■ **Exercise**: Locate every line in the material below that contains the string "chrome" and copy each of those lines.

■ **Listed records**:
• • •
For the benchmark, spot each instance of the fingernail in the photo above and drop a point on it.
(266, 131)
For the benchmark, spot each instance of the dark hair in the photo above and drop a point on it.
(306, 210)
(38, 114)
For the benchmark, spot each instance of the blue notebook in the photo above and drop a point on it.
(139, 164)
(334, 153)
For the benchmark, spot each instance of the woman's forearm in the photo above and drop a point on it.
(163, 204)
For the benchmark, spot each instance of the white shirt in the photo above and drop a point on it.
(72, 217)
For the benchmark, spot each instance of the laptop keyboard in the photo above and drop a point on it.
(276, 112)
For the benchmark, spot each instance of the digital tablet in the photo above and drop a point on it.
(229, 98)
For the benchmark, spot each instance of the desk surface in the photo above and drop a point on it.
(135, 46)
• • •
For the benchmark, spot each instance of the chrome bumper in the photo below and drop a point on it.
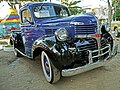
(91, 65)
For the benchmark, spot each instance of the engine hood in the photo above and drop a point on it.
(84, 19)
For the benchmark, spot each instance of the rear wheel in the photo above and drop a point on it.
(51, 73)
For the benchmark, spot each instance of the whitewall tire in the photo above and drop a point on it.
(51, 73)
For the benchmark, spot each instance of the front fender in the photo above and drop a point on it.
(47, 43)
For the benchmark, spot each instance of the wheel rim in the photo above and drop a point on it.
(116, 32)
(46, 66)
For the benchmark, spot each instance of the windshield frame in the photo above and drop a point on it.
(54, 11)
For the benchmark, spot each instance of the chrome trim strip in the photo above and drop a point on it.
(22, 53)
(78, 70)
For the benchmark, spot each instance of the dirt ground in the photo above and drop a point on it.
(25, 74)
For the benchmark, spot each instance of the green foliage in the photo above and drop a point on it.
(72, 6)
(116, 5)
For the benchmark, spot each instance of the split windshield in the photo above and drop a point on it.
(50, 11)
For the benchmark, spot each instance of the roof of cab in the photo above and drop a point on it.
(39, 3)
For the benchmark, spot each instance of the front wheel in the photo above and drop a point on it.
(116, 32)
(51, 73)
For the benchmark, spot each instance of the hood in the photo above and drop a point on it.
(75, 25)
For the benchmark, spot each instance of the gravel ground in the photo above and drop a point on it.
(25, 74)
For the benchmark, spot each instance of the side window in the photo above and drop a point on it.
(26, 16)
• • •
■ **Exercise response**:
For the benchmark, spot each instance of the chrome bumper in the photo below and drop a point on it.
For the benchmark, spot each instance of the chrome trim strip in the photo above and drop a point on it.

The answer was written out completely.